[Stored data entries]
◇ ◇ ◇ ◇ ◇ ◇ ◇
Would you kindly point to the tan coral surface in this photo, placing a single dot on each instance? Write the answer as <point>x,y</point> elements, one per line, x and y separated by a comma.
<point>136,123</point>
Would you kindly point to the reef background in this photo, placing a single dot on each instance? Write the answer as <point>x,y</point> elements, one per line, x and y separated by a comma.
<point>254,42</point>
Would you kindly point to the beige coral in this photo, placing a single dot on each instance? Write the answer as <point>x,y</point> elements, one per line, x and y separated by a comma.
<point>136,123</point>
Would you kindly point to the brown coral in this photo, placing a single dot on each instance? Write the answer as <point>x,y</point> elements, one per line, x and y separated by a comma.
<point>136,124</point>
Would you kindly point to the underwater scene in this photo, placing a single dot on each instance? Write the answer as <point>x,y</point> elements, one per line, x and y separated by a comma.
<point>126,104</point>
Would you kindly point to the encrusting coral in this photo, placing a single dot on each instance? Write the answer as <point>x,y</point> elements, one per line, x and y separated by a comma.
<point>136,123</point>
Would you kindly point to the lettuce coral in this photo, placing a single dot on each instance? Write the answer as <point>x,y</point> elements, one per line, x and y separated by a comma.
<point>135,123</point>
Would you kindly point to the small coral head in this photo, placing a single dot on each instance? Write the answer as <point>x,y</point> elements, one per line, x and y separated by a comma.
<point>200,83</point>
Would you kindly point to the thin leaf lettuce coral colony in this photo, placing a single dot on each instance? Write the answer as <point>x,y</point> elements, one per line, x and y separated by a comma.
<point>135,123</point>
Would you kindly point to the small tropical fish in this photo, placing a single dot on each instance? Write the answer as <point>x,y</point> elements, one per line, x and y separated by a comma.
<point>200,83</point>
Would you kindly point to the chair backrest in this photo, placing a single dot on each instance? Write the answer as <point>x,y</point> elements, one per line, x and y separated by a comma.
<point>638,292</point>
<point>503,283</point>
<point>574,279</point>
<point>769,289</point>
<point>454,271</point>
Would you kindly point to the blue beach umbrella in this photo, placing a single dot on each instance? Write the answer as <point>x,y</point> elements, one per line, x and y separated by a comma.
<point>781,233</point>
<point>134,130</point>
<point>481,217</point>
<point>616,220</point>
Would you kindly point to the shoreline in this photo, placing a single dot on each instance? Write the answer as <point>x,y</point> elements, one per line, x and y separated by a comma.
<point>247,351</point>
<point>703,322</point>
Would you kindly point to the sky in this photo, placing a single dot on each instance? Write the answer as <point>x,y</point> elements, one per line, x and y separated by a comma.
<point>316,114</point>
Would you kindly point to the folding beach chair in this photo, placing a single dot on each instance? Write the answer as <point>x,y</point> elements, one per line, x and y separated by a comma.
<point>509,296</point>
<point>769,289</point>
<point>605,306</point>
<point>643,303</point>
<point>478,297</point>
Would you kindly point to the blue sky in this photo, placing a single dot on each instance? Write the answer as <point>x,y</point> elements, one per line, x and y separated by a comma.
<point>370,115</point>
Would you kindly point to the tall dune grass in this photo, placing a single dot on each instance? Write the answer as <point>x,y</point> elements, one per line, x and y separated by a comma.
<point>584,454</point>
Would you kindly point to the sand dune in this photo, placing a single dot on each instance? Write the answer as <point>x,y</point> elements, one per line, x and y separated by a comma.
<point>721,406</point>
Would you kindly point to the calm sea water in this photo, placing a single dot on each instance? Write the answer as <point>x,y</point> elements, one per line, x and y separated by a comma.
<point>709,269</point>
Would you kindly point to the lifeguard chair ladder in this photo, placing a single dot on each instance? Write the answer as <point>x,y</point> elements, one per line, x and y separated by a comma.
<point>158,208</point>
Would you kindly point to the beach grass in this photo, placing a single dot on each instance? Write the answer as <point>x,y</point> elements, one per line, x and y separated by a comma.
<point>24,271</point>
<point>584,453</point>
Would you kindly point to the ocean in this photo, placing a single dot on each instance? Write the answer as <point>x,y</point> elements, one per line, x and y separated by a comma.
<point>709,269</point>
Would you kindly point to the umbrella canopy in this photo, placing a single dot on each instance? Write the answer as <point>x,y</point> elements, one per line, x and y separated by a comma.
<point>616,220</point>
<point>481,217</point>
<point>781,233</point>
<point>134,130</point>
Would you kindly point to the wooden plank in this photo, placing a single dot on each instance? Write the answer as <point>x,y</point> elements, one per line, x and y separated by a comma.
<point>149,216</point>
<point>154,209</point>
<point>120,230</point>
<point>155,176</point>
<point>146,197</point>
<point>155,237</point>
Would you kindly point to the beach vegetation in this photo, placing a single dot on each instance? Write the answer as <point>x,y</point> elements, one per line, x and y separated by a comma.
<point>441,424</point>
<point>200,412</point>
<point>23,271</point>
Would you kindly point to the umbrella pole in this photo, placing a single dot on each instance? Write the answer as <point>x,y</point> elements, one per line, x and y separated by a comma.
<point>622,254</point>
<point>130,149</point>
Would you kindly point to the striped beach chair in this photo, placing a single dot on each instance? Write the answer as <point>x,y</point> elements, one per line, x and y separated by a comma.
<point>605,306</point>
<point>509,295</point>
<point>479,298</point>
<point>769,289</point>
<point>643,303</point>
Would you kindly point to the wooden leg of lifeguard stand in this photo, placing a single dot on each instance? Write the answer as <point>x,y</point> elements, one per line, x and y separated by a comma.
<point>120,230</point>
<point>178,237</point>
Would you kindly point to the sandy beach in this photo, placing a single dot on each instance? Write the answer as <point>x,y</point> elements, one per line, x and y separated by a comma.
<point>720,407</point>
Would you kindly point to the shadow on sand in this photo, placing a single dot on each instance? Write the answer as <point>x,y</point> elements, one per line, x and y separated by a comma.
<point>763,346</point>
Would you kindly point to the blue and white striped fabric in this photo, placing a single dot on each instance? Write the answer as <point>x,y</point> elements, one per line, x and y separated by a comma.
◇ ◇ ◇ ◇ ◇ ◇ ◇
§ **Goal**: Return every line of the records above without any change.

§ **Answer for the task**:
Would you kindly point to the tan coral surface in this photo, placing a single dot on each instance? Write the answer as <point>x,y</point> elements, one per line, x and y separated by a comma.
<point>136,123</point>
Would you kindly point to the reef background in this photo, placing a single dot on each instance? Write the answer as <point>x,y</point> elements, one per line, x and y separated by a comma.
<point>254,42</point>
Would you kindly point to the beige coral in this photo, placing a single dot on each instance? Write the answer as <point>x,y</point> elements, one per line, x and y separated by a comma.
<point>136,123</point>
Would you kindly point to the brown coral in this photo, placing a single dot on each instance? Write the answer as <point>x,y</point> elements, one per line, x and y separated by a comma.
<point>136,124</point>
Would you kindly point to the underwater scene in this photo, placing a single dot on each instance? Write the answer as <point>x,y</point> elements, one per line, x and y separated by a comma.
<point>126,104</point>
Would you kindly point to the encrusting coral in this photo, placing a single dot on each instance? Write the answer as <point>x,y</point> elements, one per line, x and y separated by a comma.
<point>136,123</point>
Would you kindly point to the lettuce coral in this photo, placing a single dot on each instance? Write the answer as <point>x,y</point> elements, one per line, x and y separated by a comma.
<point>135,123</point>
Would you kindly point to the small coral head in this photo, placing a single dot on each instance? Write the answer as <point>x,y</point> elements, one per line, x and y separated by a comma.
<point>200,83</point>
Would you kindly point to the thin leaf lettuce coral colony in this photo, placing a single dot on each instance? Write the answer as <point>x,y</point> elements, one per line, x and y separated by a comma.
<point>135,123</point>
Would you kindly point to the small tropical fish in this photo, placing a single dot on each instance? Write the answer as <point>x,y</point> elements, one per line, x and y separated by a comma.
<point>200,83</point>
Would you kindly point to the chair backrest in this photo, placing a single dot on each instance? Write the answer as <point>x,y</point> elements, one per line, x and y separated by a comma.
<point>638,292</point>
<point>503,283</point>
<point>574,279</point>
<point>769,289</point>
<point>454,271</point>
Would you kindly point to the blue beach umbrella in this photo, placing a single dot on each instance? Write the answer as <point>x,y</point> elements, one per line, x and y separated by a comma.
<point>781,233</point>
<point>134,130</point>
<point>481,217</point>
<point>616,220</point>
Would you kindly point to the shoreline in this photo, placing a single dot on each instance? Write the answer as <point>x,y</point> elements, one per line, x and y separated by a comma.
<point>247,351</point>
<point>703,322</point>
Would you kindly point to the sky in this photo, placing a single dot on each instance? Write the answer as <point>x,y</point> elements, one per line, x and y separated by a comma.
<point>316,114</point>
Would you kindly point to the folding beach chair in this photo, placing a single dot on each instance? Write the answer as <point>x,y</point> elements, one per line, x and y separated by a comma.
<point>509,296</point>
<point>769,289</point>
<point>605,306</point>
<point>643,303</point>
<point>478,297</point>
Would you kindly point to the blue sky in this photo, placing a single dot on each instance? Write the answer as <point>x,y</point> elements, one per line, x and y separated by a comma.
<point>370,115</point>
Would you kindly point to the tall dune grass in this photo, placing a single dot on each instance? Write the answer as <point>x,y</point> elements, one per line, x and y separated by a comma.
<point>584,454</point>
Would you kindly point to the sand dune in this photo, placing a single dot on each instance? Write the answer as <point>x,y</point> elements, one per line, x and y separated by a comma.
<point>721,406</point>
Would you kindly point to the calm sea water in this photo, placing a single dot on each instance? Write the answer as <point>x,y</point> elements, one per line, x and y separated by a comma.
<point>709,269</point>
Would you kindly point to the lifeguard chair ladder in this photo, placing a single dot on each instance? Write the answer as <point>x,y</point> elements, one per line, x and y separated by a comma.
<point>158,208</point>
Would you kindly point to the beach grass in this photo, placing a single dot on each instance? Write the answer as <point>x,y</point> elements, one per line, x and y separated by a comma.
<point>24,271</point>
<point>584,453</point>
Would you kindly point to the ocean in this photo, placing a single dot on each instance? Write the answer as <point>x,y</point> elements, one per line, x and y separated by a comma.
<point>709,269</point>
Would you kindly point to the umbrella canopy in this photo, placing a single dot on each instance? Write the answer as <point>x,y</point> elements, one per line, x and y separated by a comma.
<point>616,220</point>
<point>481,217</point>
<point>781,233</point>
<point>134,130</point>
Would you kindly point to the wooden plank in this photo, placing a single dot on each instance? Write the answer as <point>x,y</point> elements, one per line, x and y separated by a comma.
<point>149,216</point>
<point>154,209</point>
<point>120,230</point>
<point>155,176</point>
<point>146,197</point>
<point>155,237</point>
Would you kindly point to the beach vegetation in this photo, placing a single dot on each instance? Write the answer as <point>x,y</point> elements, one per line, x and y separated by a comma.
<point>441,424</point>
<point>200,412</point>
<point>23,271</point>
Would you kindly point to the umbrella pole in this photo, placing a single dot on each instance? Write the answer as <point>x,y</point> elements, one per line, x and y separated by a comma.
<point>622,254</point>
<point>130,149</point>
Would you kindly point to the striped beach chair in this photo, placing a single dot on each instance? Write the answer as <point>x,y</point> elements, one per line, x and y separated by a comma.
<point>605,306</point>
<point>509,295</point>
<point>479,298</point>
<point>769,289</point>
<point>643,303</point>
Would you kindly point to the wooden leg of lifeguard stand in this photo, placing a single dot on each instance? Write the answer as <point>x,y</point> elements, one per line, x and y separated by a comma.
<point>120,230</point>
<point>178,237</point>
Would you kindly point to the sandy beach in this photo, placing a single dot on each instance? Write the answer as <point>x,y</point> elements, one per line, x and y separated by a comma.
<point>720,407</point>
Would you kindly point to the shadow on sand in this photo, placing a single dot on each instance? Write the answer as <point>x,y</point> elements, one per line, x and y separated by a comma.
<point>763,346</point>
Would you kindly point to the blue and white striped fabric in this photo, placing a single dot on each instance? Write the answer as <point>x,y</point> elements, one per line, x and y separated by a comma.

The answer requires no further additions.